REQUIREMENT>
Repeat these rows word for word.

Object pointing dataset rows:
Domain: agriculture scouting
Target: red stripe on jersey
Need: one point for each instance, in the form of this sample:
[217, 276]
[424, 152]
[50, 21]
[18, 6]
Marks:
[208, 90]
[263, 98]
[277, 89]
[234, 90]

FULL SOLUTION>
Domain: agriculture scouting
Target: red stripe on jersey
Need: one point for each instance, in the form of this sample:
[217, 276]
[424, 152]
[50, 21]
[18, 6]
Marks:
[208, 90]
[263, 98]
[277, 89]
[234, 90]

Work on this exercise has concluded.